Sierra Club v. Hodel

BARRETT, Senior Circuit Judge,

dissenting:

In Wyoming v. Hathaway, 525 F.2d 66, 72 (10th Cir.1975), cert. denied, 426 U.S. 906, 96 S.Ct. 2226, 48 L.Ed.2d 880 (1976), we observed that NEPA "was not intended to force the agency to merely follow out a regimen." Similarly, the Council on Environmental Quality regulations implementing NEPA tell us that "NEPA's purpose is not to generate paperwork-even excellent paperwork-but to foster excellent action." 40 C.F.R. § 1500.1(c). Today we ignore this advice and the excellent results of a lengthy and comprehensive trial.1 In lieu, we direct the BLM to complete a meaningless paper exercise. I dissent from this conclusion f~r two reasons. First, the Sierra Club agreed that the district court would serve as the finder of fact. Thus, it should be held to the district court's factual findings. Second, the BLM undertakes no "major federal action" in this case.

**Data**
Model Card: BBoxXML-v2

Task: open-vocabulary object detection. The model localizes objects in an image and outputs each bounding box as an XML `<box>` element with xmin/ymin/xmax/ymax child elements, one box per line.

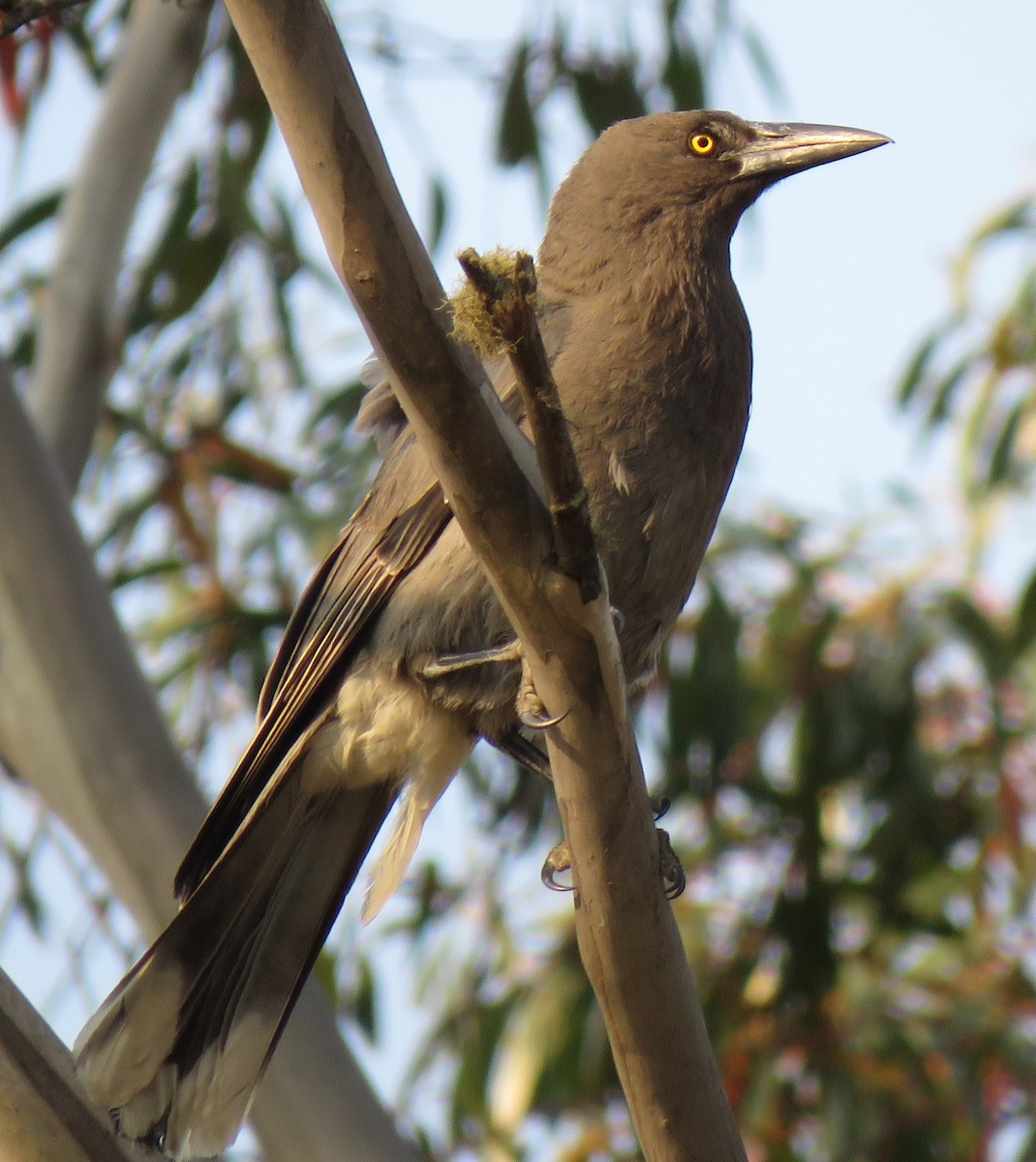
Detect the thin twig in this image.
<box><xmin>458</xmin><ymin>249</ymin><xmax>604</xmax><ymax>602</ymax></box>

**Objectives**
1: Using the dissent in Sierra Club v. Hodel, answer these questions.
(a) Which case, cited in the dissent, observed that NEPA "was not intended to force the agency to merely follow out a regimen"?
(b) According to the Council on Environmental Quality regulations quoted in the dissent, what does NEPA aim to foster?
(c) What did the Sierra Club agree the district court would serve as?
2: Write out the passage of the dissent in Sierra Club v. Hodel from "In Wyoming v." up to and including "in this case.", word for word.

**Answers provided**
1:
(a) Wyoming v. Hathaway, 525 F.2d 66 (10th Cir.1975)
(b) Excellent action
(c) The finder of fact

2:
In Wyoming v. Hathaway, 525 F.2d 66, 72 (10th Cir.1975), cert. denied, 426 U.S. 906, 96 S.Ct. 2226, 48 L.Ed.2d 880 (1976), we observed that NEPA "was not intended to force the agency to merely follow out a regimen." Similarly, the Council on Environmental Quality regulations implementing NEPA tell us that "NEPA's purpose is not to generate paperwork-even excellent paperwork-but to foster excellent action." 40 C.F.R. § 1500.1(c). Today we ignore this advice and the excellent results of a lengthy and comprehensive trial.1 In lieu, we direct the BLM to complete a meaningless paper exercise. I dissent from this conclusion f~r two reasons. First, the Sierra Club agreed that the district court would serve as the finder of fact. Thus, it should be held to the district court's factual findings. Second, the BLM undertakes no "major federal action" in this case.